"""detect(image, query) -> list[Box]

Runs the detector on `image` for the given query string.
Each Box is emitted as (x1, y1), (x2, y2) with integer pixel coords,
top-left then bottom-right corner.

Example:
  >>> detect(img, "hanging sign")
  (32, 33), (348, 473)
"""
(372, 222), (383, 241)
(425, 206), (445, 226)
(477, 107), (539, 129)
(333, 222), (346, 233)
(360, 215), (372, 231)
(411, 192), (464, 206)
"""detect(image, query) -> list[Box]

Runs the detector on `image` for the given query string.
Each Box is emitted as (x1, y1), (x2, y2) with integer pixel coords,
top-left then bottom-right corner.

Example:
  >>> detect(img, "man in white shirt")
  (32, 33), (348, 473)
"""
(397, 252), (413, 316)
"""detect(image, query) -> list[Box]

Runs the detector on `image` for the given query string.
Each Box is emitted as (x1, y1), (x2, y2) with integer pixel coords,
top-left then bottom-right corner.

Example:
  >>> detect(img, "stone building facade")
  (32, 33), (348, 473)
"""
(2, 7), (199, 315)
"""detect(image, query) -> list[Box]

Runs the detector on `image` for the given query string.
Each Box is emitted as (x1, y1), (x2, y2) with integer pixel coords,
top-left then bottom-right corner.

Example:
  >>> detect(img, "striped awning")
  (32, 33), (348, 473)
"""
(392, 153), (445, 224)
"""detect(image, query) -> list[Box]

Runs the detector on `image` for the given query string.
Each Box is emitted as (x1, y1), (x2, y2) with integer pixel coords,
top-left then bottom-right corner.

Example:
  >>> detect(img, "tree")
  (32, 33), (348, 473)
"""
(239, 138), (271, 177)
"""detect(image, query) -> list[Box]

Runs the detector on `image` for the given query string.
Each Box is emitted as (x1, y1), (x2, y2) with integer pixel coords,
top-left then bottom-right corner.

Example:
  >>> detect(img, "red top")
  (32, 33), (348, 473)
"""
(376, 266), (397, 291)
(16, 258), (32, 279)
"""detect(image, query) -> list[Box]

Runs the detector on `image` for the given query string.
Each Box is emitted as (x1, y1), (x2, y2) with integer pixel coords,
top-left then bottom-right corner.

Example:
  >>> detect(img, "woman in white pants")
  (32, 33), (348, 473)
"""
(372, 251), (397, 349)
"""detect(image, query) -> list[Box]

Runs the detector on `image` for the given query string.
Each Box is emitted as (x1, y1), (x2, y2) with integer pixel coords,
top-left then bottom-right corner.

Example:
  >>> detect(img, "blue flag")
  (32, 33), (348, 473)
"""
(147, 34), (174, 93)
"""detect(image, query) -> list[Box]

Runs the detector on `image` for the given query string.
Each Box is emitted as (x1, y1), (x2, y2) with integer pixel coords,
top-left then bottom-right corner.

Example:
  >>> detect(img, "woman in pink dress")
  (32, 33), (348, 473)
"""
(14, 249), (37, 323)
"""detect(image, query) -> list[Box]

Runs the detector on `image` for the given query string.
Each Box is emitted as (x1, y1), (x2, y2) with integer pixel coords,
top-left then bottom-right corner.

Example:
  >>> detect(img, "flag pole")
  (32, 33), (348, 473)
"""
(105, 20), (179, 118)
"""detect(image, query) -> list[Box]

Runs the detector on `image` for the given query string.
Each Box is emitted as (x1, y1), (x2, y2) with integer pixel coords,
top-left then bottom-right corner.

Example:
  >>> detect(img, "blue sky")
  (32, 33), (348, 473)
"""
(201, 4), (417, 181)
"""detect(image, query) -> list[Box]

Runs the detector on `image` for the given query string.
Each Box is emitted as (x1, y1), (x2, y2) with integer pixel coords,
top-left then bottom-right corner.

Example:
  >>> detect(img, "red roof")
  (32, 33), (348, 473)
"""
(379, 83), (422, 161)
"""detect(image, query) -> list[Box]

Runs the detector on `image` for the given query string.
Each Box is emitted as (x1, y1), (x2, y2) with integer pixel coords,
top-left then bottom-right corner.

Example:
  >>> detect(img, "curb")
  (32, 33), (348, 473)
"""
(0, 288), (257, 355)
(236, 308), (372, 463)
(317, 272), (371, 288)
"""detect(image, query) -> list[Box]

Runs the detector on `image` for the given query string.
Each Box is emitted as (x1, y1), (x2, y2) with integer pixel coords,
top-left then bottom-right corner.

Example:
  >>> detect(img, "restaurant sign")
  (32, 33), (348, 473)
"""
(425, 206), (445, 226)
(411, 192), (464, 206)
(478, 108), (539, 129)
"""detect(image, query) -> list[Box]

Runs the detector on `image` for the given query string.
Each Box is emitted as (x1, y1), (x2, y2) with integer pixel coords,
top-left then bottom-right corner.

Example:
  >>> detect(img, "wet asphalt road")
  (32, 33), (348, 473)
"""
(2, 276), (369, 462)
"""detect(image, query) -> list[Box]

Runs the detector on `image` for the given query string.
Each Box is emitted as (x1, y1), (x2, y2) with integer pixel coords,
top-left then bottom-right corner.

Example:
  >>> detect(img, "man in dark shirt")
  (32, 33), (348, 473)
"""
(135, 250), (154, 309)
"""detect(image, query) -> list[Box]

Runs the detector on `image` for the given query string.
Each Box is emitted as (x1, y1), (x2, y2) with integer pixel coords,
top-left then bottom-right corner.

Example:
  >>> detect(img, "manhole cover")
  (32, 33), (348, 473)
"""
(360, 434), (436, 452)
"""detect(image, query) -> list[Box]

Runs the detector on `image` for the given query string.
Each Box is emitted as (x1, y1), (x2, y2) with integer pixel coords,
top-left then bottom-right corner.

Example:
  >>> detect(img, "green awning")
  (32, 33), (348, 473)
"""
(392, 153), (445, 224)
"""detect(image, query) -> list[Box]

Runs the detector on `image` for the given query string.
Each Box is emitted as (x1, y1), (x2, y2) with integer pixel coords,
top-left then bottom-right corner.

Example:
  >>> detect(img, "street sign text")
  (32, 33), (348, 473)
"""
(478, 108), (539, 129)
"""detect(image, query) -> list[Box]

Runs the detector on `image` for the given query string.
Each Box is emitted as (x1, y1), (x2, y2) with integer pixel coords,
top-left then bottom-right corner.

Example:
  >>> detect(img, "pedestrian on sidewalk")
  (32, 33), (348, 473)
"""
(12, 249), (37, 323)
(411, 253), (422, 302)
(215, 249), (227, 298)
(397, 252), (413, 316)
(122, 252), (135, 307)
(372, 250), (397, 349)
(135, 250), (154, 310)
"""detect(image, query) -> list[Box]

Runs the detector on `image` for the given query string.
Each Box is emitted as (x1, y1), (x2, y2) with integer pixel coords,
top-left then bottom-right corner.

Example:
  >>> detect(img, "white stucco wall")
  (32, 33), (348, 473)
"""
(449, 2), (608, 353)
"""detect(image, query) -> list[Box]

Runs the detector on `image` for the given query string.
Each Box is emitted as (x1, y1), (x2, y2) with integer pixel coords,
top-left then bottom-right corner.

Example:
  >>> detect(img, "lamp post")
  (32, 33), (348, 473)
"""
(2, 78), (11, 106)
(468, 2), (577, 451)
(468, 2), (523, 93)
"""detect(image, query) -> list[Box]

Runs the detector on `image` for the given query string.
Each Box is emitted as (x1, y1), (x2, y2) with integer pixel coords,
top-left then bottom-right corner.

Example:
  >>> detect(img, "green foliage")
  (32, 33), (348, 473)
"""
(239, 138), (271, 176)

--- --- ---

• **Exercise requirements**: Return all of the rows above unchanged, reproducing every line character for character.

• **Task result**:
"""detect(image, query) -> list[Box]

Runs the detector on `image` for the given query string.
Each Box is emitted as (x1, y1), (x2, y2) with integer pixel coords,
top-left then bottom-right corner.

Example:
  >>> detect(img, "hanging sign")
  (32, 33), (348, 473)
"""
(372, 222), (383, 241)
(425, 206), (445, 226)
(477, 107), (539, 129)
(333, 222), (346, 233)
(360, 215), (372, 231)
(411, 192), (464, 206)
"""detect(image, query) -> list[Box]

Runs the detector on `image` for the given query string.
Each Box is emitted as (x1, y1), (x2, y2) with integer pixel coords,
top-left then bottom-right corner.

Example:
  >>> detect(img, "man in white shirt")
  (32, 33), (348, 473)
"""
(397, 252), (413, 316)
"""detect(image, query) -> list[Box]

Runs the detector on `image` for the given query string.
Each Box is emitted as (x1, y1), (x2, y2) with integer pixel coords,
top-left then bottom-right corner.

Example:
  >>> detect(img, "stone building facade")
  (32, 33), (348, 473)
"""
(2, 7), (199, 315)
"""detect(image, query) -> list[Box]

Runs the detector on `image` for the given query string.
Each Box is emitted as (x1, y1), (x2, y2) with integer pixel coords,
top-left then bottom-right corner.

Example:
  >>> detect(img, "striped awning")
  (32, 33), (348, 473)
"""
(392, 153), (445, 224)
"""detect(image, query) -> list[Box]

Runs the detector on `image` for the given query string.
Each Box is emitted as (x1, y1), (x2, y2) with integer pixel coords,
top-left then bottom-right corner.

Example:
  >>> detect(img, "tree")
  (32, 33), (348, 473)
"""
(239, 138), (271, 177)
"""detect(image, query) -> list[Box]

Runs the detector on `image` for the given query string.
Each Box is emitted as (x1, y1), (x2, y2) with integer pixel coords,
top-left then bottom-right corner.

Example:
  >>> detect(img, "red top")
  (32, 33), (348, 473)
"""
(376, 266), (397, 291)
(16, 258), (32, 279)
"""detect(image, query) -> list[Box]

Runs the detector on `image` for the given query string.
Each Box is emitted as (x1, y1), (x2, y2) with integer pixel coords,
top-left then bottom-right corner.

Example:
  >>> detect(img, "woman in white pants")
  (32, 33), (348, 473)
"""
(372, 251), (397, 349)
"""detect(image, query) -> list[Box]

Runs the detector on `image` for the given query string.
Each Box is emitted as (x1, y1), (x2, y2) with integer pixel coords,
top-left then bottom-right corner.

Example:
  >>> detect(img, "blue flag")
  (32, 33), (348, 473)
"""
(147, 34), (174, 93)
"""detect(image, query) -> list[Box]

Runs the detector on `image` for the given query string.
Each Box is emitted as (x1, y1), (x2, y2) with integer pixel coords,
top-left then bottom-right corner.

Example:
  >>> detect(img, "woman in pink dress")
  (32, 33), (348, 473)
"""
(14, 249), (37, 323)
"""detect(image, query) -> list[Box]

Runs the detector on `image` for the given query string.
Each Box is emitted as (x1, y1), (x2, y2) with integer pixel coords,
top-left then bottom-right corner.

Example:
  >>> detect(img, "flag pole")
  (32, 33), (348, 473)
"""
(105, 20), (179, 118)
"""detect(image, query) -> list[Box]

Runs the detector on `image` for the given query string.
Each Box is emitted as (x1, y1), (x2, y2) with integer pixel coords,
top-left then bottom-right corner.

Example:
  >>> detect(img, "blue sky")
  (32, 33), (348, 473)
"""
(201, 4), (417, 181)
"""detect(image, query) -> list[Box]

Runs the detector on `image` for the given query string.
Each Box is emitted as (x1, y1), (x2, y2) with integer pixel coords,
top-left then bottom-right corner.

Example:
  >>> detect(img, "red roof")
  (32, 33), (348, 473)
"""
(379, 83), (422, 161)
"""detect(image, query) -> list[Box]

Runs the detector on `image` for the given query string.
Each Box is emitted as (x1, y1), (x2, y2) with integer pixel coords,
top-left then bottom-right corner.

Example:
  >>> detect(img, "curb")
  (32, 33), (348, 473)
"""
(0, 288), (257, 355)
(236, 308), (372, 463)
(317, 272), (371, 288)
"""detect(image, query) -> list[Box]

Runs the detector on `image` for the given query string.
Each Box is emitted as (x1, y1), (x2, y2) with integer pixel coords,
top-left then bottom-right corner.

Example:
  >>> detect(img, "restaurant sign")
  (32, 33), (348, 473)
"""
(425, 206), (445, 226)
(411, 192), (464, 206)
(478, 108), (539, 129)
"""detect(image, query) -> list[Box]

Runs the detector on `image` for the given query string.
Each Box is emitted as (x1, y1), (x2, y2) with integer pixel coords,
top-left then bottom-right corner.

Example:
  >>> detect(img, "wet asphalt road")
  (32, 33), (348, 473)
"""
(2, 276), (369, 462)
"""detect(image, query) -> list[Box]

Runs the detector on `image` for the given query string.
Each Box is emitted as (x1, y1), (x2, y2) with integer pixel coords,
top-left then bottom-right corner.

Example:
  >>> detect(img, "man in dark shirt")
  (32, 33), (348, 473)
"""
(135, 250), (154, 309)
"""detect(image, query) -> list[Box]

Runs the detector on `image` for the given query string.
Each Box is emitted as (x1, y1), (x2, y2) with integer pixel coords,
top-left then bottom-right corner.

Example:
  >>> detect(img, "manhole cover")
  (32, 33), (348, 473)
"""
(360, 434), (436, 452)
"""detect(image, query) -> list[Box]

Runs the detector on `image` for the given query string.
Each Box is emitted as (x1, y1), (x2, y2) with integer pixel coords,
top-left then bottom-right corner.

Example:
  >>> detect(img, "green awning")
  (32, 33), (348, 473)
"""
(392, 153), (445, 224)
"""detect(image, query) -> list[Box]

Runs the detector on `image` for the given query string.
Each Box is emitted as (x1, y1), (x2, y2) with integer pixel coords,
top-left then bottom-right corner.

Example:
  >>> detect(img, "street sign text")
  (32, 33), (348, 473)
"""
(478, 108), (539, 129)
"""detect(image, query) -> list[Box]

Runs the detector on `image` for the given query string.
Each Box is emitted as (x1, y1), (x2, y2) with integer pixel coords,
top-left then bottom-right corner.

Example:
  >>> detect(img, "pedestrian on sidewalk")
  (32, 33), (348, 473)
"""
(12, 249), (37, 323)
(411, 253), (422, 302)
(215, 249), (227, 298)
(397, 252), (413, 316)
(122, 252), (135, 307)
(372, 250), (397, 349)
(135, 250), (154, 310)
"""detect(image, query) -> list[Box]

Runs the detector on `image` for the given query string.
Each Box is emitted as (x1, y1), (x2, y2) with integer pixel coords,
top-left then bottom-right corner.

Example:
  >>> detect(img, "white stucco wall")
  (32, 33), (348, 473)
"""
(449, 2), (608, 353)
"""detect(image, query) -> list[Box]

Runs the detector on `image` for the given query string.
Each Box is emitted as (x1, y1), (x2, y2) with integer pixel coords,
top-left then bottom-right corner.

Example:
  >>> detect(img, "lamp post")
  (32, 33), (348, 473)
"""
(2, 78), (11, 106)
(468, 2), (577, 451)
(468, 2), (523, 93)
"""detect(image, query) -> list[Box]

Runs the detector on `image` for the given query string.
Each Box is emitted as (x1, y1), (x2, y2) with integer pixel coords,
top-left then bottom-right corner.

Example:
  >>> detect(img, "green foliage")
  (32, 33), (348, 473)
"""
(239, 138), (271, 176)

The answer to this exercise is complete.